SUPPLIED RECORDS -
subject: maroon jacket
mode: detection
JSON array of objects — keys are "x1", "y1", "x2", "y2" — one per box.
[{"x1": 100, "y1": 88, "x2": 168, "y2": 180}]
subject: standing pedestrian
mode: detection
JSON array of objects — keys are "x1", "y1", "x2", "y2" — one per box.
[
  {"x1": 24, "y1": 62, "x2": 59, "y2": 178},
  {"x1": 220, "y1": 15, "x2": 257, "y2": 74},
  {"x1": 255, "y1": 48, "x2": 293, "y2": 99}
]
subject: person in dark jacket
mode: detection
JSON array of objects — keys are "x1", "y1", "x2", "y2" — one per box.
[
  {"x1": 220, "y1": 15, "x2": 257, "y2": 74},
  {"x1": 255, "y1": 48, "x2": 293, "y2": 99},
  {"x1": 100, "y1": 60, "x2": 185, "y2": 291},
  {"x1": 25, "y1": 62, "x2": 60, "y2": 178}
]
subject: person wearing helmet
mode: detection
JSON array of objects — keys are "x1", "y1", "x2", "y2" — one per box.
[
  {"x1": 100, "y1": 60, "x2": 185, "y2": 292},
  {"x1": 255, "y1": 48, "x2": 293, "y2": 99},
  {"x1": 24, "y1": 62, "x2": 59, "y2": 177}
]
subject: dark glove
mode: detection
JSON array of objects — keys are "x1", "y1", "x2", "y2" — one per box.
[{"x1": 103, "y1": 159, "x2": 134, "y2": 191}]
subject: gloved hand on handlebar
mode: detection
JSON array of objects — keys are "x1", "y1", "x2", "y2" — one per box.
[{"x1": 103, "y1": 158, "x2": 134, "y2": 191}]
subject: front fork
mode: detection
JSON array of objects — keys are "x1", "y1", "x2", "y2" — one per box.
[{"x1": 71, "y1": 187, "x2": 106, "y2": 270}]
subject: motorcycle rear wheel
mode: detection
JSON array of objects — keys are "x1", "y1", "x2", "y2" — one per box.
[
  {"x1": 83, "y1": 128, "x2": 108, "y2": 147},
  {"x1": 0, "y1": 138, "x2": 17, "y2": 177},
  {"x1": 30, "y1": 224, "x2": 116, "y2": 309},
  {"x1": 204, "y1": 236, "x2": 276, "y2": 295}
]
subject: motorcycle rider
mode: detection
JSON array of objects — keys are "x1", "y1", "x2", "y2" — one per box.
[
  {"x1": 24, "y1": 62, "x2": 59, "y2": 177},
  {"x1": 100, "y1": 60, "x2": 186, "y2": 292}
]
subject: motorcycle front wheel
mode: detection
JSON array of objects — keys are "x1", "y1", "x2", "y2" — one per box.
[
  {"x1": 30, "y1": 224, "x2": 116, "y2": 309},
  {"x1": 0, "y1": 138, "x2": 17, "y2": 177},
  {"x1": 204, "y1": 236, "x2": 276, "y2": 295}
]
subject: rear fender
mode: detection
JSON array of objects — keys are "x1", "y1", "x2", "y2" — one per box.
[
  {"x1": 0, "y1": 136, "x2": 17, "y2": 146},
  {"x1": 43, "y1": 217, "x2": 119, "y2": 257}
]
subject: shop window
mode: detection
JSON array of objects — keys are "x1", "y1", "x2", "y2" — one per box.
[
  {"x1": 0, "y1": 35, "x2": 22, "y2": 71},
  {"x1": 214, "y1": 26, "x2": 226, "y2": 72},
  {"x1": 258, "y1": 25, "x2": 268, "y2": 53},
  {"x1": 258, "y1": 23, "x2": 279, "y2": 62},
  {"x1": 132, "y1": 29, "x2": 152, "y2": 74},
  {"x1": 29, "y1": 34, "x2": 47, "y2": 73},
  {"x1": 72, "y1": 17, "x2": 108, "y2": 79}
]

--

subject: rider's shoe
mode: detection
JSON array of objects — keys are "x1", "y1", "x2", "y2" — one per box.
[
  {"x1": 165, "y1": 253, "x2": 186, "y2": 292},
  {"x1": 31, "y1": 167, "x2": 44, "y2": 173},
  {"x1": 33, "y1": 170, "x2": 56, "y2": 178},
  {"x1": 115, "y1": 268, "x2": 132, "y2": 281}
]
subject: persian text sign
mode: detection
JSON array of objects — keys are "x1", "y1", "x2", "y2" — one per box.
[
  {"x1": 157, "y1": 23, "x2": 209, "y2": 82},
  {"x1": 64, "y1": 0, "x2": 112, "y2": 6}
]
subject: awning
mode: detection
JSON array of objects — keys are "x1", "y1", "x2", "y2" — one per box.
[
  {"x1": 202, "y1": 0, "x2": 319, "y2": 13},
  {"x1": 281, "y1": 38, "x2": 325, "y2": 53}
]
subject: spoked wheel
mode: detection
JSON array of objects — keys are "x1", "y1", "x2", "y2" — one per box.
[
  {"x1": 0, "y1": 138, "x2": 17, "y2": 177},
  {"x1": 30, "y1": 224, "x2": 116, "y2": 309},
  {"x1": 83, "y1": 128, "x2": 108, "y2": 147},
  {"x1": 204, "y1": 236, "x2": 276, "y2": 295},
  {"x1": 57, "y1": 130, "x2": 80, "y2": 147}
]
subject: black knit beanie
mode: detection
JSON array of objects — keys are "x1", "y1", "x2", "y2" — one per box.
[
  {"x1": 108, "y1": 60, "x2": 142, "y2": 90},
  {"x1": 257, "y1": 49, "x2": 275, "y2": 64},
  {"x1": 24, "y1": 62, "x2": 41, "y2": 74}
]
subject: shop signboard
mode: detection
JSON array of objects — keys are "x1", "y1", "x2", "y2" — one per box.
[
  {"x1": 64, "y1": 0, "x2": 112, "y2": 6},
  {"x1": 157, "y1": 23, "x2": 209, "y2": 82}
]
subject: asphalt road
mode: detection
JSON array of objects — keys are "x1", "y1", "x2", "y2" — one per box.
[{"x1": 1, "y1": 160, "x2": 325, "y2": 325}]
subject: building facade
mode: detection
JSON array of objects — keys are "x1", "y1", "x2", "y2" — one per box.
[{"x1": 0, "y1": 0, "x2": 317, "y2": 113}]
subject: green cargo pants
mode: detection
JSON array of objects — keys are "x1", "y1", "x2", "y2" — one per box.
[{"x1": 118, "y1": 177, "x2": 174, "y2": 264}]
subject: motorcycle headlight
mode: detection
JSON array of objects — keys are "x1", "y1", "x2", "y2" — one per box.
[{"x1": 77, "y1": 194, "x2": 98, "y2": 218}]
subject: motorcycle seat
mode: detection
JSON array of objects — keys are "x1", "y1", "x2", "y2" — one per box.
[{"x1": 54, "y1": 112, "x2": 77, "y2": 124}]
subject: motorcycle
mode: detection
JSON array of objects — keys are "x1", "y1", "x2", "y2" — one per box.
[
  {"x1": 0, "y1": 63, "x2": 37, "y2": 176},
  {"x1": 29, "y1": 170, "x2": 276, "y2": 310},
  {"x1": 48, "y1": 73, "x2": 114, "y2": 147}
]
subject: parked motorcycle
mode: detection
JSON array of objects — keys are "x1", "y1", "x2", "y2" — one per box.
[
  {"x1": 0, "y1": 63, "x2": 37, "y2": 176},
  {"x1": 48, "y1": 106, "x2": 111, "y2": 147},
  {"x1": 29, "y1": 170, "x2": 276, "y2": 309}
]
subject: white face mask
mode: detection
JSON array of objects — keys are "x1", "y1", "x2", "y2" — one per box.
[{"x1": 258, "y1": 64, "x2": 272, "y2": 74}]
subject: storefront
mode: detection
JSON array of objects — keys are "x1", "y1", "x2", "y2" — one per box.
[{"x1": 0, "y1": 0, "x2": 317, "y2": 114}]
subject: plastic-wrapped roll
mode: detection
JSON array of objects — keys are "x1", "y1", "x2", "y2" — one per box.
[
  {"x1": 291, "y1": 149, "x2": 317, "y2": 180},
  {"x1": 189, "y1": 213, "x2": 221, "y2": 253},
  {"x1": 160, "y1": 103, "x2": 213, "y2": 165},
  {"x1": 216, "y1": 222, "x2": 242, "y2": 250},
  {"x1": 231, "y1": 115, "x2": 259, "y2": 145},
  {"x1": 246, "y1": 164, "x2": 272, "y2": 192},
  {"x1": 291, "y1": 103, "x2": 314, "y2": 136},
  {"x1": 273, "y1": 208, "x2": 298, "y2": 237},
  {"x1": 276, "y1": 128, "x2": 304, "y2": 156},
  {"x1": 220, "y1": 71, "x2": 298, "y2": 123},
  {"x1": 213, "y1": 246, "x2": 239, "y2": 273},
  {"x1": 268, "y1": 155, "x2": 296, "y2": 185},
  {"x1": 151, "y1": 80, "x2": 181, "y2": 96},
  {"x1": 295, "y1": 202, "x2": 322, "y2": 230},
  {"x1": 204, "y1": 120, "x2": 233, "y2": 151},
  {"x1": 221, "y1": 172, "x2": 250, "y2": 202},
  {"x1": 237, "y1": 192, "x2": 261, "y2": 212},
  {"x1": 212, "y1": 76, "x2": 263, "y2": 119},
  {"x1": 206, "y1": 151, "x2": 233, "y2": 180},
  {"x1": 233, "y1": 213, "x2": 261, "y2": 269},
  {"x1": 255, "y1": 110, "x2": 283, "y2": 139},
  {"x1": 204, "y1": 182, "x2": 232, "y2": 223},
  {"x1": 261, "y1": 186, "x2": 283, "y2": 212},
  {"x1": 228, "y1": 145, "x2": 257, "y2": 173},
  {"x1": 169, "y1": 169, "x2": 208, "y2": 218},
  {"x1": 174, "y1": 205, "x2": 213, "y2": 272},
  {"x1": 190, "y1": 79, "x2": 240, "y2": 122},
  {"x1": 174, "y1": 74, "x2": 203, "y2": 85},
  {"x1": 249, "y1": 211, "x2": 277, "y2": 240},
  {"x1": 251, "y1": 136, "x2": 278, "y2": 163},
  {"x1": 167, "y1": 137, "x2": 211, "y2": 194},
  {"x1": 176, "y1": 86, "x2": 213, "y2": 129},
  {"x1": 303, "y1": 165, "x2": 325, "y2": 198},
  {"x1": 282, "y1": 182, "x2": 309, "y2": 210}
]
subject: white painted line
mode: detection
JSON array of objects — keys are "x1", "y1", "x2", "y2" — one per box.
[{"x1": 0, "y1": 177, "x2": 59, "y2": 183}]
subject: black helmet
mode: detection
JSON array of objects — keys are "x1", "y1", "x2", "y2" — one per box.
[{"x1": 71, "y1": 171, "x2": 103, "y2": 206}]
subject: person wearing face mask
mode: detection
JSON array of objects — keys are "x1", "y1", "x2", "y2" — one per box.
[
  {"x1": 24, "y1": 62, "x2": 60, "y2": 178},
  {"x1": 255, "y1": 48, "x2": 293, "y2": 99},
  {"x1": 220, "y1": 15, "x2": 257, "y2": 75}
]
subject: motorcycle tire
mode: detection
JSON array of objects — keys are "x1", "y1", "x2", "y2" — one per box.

BRIEF - Lines containing the word "shop": copy each of them from the material.

SOLUTION -
subject: shop window
subject: shop signboard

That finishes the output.